** 文書の一部 **
◇ ◇ ◇

COPD(慢性閉塞性肺疾患)は、慢性的な肺の炎症によって肺機能が低下し、肺内の空気の流れが悪くなった状態の総称です。かつて肺気腫や慢性気管支炎と呼ばれていた疾患も、現在ではCOPDに含まれます。
主に長期間の喫煙習慣が原因で生じ、中高年に好発するために「肺の生活習慣病」とも呼ばれています。症状がゆっくりと進行していくため気づかないことも多いですが、進行すると肺機能の低下によって日常生活に支障をきたし、さらに悪化すると心血管疾患や全身疾患を合併することもあります。肺の損傷が進むと元に戻らなくなることもあるので、早めの治療が大切です。
COPDの症状
COPDの主な症状は以下の通りです。咳や痰などはありふれた症状で、特に初期段階では軽度であるため見過ごしがちですが、重症化すると日常生活にも影響するようになります。
咳・痰
痰の絡んだ咳が慢性的に起こります。気管支喘息や突発性呼吸困難などが合併することもあります。
息切れ
肺機能の低下によって息切れが起こりやすくなります。運動時や階段の上り下りで息切れするほか、進行すると日常のわずかな動作でも息切れを起こしやすくなります。
喘鳴
呼吸時にゼーゼー、ヒューヒューとした喘鳴(ぜんめい)音が聞こえることがあります。
胸部の圧迫感
胸部に圧迫感が生じ、常に重苦しい感じが続くこともあります。

◇ ◇ ◇

** データ抜粋 **
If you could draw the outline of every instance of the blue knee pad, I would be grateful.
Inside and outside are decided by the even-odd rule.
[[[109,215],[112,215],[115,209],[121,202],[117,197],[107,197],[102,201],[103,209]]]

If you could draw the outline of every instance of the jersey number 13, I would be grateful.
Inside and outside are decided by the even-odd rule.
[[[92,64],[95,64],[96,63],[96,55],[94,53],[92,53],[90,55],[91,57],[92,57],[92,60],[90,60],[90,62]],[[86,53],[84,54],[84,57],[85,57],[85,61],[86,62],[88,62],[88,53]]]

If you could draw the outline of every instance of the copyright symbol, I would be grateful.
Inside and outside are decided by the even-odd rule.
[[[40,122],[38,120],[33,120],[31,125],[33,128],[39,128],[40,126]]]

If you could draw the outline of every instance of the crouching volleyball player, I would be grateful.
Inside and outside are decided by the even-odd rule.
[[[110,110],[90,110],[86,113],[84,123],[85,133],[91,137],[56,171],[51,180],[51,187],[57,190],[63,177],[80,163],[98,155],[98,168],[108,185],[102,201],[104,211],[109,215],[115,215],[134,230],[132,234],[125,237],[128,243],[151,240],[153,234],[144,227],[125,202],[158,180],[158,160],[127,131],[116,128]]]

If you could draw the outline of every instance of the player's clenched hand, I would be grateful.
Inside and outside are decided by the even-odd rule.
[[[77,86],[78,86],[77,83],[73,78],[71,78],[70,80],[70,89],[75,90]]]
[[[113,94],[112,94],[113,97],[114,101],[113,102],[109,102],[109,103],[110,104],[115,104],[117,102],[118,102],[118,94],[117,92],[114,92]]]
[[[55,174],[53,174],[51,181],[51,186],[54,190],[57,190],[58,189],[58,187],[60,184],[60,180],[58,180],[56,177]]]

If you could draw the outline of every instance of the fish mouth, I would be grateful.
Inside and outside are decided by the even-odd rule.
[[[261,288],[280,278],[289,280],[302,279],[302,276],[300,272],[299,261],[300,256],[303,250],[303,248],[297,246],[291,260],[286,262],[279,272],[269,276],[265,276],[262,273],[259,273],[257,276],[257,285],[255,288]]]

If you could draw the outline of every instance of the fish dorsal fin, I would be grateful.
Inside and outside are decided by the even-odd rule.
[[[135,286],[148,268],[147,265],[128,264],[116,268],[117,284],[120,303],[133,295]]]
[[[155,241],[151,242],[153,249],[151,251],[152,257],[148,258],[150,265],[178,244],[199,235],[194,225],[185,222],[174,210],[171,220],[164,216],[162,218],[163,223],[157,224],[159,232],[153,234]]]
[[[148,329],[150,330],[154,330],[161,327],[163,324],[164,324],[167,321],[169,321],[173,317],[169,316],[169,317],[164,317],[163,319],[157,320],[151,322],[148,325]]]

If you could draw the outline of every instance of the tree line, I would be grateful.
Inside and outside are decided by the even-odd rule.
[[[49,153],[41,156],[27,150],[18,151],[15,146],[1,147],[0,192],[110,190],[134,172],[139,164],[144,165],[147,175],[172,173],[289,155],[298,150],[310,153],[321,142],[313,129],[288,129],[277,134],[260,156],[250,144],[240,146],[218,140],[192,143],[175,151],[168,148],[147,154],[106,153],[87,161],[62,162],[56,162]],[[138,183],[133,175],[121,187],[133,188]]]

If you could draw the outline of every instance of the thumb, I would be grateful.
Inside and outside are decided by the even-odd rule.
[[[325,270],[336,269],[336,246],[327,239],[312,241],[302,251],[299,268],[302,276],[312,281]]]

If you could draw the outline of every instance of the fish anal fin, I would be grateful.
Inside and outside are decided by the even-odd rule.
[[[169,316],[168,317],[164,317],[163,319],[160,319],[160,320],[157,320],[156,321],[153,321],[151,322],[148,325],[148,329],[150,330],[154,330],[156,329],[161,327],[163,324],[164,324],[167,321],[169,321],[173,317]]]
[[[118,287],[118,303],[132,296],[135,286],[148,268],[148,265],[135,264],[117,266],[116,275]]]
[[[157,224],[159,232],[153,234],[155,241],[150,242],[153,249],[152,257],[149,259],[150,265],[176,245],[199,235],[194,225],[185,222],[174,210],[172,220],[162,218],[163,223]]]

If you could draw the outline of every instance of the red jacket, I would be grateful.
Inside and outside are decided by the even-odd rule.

◇ ◇ ◇

** 取り組む課題 **
1 - COPDの解説文によると、COPDが「肺の生活習慣病」とも呼ばれるのはなぜですか。
2 - COPDの解説文のうち、「COPD(慢性閉塞性肺疾患)」から「呼吸時にゼーゼー、ヒューヒューとした喘鳴(ぜんめい)音が聞こえることがあります。」までを一字一句違えずに書き写してください。

** 課題の解答 **
1 - 主に長期間の喫煙習慣が原因で生じ、中高年に好発するためです。

2 -
COPD(慢性閉塞性肺疾患)は、慢性的な肺の炎症によって肺機能が低下し、肺内の空気の流れが悪くなった状態の総称です。かつて肺気腫や慢性気管支炎と呼ばれていた疾患も、現在ではCOPDに含まれます。
主に長期間の喫煙習慣が原因で生じ、中高年に好発するために「肺の生活習慣病」とも呼ばれています。症状がゆっくりと進行していくため気づかないことも多いですが、進行すると肺機能の低下によって日常生活に支障をきたし、さらに悪化すると心血管疾患や全身疾患を合併することもあります。肺の損傷が進むと元に戻らなくなることもあるので、早めの治療が大切です。
COPDの症状
COPDの主な症状は以下の通りです。咳や痰などはありふれた症状で、特に初期段階では軽度であるため見過ごしがちですが、重症化すると日常生活にも影響するようになります。
咳・痰
痰の絡んだ咳が慢性的に起こります。気管支喘息や突発性呼吸困難などが合併することもあります。
息切れ
肺機能の低下によって息切れが起こりやすくなります。運動時や階段の上り下りで息切れするほか、進行すると日常のわずかな動作でも息切れを起こしやすくなります。
喘鳴
呼吸時にゼーゼー、ヒューヒューとした喘鳴(ぜんめい)音が聞こえることがあります。